DIRECTIONS: Set down exactly the lines that run from the line with "Target: pig's hoof" to the end of the data, and nothing else.
----- DATA TO PROCESS
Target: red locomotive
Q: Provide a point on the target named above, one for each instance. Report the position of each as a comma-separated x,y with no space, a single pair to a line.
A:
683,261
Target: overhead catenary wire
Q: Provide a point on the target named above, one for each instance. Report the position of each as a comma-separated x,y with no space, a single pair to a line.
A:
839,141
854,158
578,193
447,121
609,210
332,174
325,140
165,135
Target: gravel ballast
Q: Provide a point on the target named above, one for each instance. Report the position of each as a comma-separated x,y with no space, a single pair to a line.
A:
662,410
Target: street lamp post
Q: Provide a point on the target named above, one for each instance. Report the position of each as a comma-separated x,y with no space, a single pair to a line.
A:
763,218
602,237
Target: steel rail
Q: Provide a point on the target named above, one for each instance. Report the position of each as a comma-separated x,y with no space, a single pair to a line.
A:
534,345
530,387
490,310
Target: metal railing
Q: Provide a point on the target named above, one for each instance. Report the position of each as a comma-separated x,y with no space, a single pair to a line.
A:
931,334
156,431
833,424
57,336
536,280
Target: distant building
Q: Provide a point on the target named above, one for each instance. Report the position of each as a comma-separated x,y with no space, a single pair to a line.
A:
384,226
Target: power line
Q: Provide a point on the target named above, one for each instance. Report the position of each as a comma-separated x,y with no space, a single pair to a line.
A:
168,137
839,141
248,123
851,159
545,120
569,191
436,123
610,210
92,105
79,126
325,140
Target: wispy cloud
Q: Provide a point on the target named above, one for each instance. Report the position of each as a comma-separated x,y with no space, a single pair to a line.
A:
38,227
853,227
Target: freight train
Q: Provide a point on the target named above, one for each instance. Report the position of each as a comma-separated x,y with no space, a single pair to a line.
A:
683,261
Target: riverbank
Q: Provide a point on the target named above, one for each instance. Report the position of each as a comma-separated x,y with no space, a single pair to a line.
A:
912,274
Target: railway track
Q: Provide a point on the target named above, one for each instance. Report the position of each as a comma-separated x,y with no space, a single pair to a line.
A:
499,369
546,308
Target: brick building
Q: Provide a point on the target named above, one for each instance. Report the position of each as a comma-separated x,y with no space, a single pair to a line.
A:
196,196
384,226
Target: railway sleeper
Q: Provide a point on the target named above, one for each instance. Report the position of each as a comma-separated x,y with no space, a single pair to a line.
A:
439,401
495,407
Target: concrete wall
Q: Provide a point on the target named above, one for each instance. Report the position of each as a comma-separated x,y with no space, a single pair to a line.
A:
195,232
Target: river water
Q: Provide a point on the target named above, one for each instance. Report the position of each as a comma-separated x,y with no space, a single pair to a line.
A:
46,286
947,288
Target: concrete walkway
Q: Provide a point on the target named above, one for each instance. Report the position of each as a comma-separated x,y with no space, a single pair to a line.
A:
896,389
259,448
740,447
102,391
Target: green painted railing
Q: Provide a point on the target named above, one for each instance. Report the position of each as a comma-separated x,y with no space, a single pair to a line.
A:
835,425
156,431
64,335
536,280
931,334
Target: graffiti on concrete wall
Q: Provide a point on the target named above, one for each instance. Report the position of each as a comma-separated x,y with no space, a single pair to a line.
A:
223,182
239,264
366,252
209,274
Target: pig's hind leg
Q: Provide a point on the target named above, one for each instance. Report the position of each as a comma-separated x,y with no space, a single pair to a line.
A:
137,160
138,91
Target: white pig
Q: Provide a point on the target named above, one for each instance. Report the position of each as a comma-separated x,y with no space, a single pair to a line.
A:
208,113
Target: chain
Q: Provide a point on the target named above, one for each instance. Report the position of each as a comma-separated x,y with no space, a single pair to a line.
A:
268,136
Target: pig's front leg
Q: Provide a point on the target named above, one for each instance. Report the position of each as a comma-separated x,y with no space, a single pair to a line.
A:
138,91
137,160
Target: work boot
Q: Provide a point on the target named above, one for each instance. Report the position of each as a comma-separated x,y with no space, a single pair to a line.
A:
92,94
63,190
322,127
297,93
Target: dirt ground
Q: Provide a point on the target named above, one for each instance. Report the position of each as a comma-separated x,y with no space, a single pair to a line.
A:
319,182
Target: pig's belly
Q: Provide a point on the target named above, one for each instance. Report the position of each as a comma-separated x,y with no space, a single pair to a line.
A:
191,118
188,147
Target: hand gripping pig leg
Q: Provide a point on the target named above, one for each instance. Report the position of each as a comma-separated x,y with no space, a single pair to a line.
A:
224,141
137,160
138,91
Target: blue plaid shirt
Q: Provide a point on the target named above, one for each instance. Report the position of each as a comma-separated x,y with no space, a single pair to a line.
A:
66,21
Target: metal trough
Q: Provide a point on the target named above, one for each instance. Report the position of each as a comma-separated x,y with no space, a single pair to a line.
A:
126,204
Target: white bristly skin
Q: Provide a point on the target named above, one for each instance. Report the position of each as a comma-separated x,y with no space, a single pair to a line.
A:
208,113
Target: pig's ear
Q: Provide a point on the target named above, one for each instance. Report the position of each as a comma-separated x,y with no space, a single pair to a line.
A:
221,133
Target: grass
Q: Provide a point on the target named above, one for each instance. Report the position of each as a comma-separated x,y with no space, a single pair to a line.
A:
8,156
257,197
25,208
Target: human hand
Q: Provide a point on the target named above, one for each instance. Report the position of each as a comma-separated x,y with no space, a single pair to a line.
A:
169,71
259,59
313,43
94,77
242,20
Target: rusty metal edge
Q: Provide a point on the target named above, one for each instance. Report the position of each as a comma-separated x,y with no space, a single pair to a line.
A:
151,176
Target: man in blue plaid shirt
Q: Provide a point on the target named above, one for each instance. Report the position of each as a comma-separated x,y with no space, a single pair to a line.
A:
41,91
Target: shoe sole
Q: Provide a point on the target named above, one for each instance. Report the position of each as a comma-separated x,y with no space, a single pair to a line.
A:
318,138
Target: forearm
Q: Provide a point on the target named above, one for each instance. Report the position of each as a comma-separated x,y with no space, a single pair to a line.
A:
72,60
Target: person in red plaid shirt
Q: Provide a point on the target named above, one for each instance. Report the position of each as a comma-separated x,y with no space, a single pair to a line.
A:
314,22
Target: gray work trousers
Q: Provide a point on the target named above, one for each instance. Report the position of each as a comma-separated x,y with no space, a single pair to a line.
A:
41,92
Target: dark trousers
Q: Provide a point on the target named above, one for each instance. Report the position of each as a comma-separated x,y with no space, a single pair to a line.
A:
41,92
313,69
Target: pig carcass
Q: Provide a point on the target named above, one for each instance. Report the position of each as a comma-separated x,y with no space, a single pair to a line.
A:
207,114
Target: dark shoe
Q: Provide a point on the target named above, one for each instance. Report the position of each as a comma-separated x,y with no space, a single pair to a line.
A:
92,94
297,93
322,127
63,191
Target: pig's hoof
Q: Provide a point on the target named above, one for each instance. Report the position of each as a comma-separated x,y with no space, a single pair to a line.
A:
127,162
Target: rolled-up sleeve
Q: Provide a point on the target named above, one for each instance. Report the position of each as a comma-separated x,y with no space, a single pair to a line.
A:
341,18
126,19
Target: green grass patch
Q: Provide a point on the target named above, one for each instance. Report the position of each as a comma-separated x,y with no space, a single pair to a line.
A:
----------
THE ANSWER:
Target: pig's hoof
Q: Provide a point on the target named above, one for each instance. Report the position of each as a comma-separated x,y with no space, a single pair to a line.
A:
127,162
Target: rolled-up sleeve
Q: Provide a point on the target named above, one for each instance. Report the position of each as a comma-separated x,y with no space, a single pair to a line.
A:
341,18
126,19
Target: green grass patch
Q: Provide a point on the target named above, one for each instance. Report the position of each as a comma-separated x,y with no space, a single pair to a line.
A:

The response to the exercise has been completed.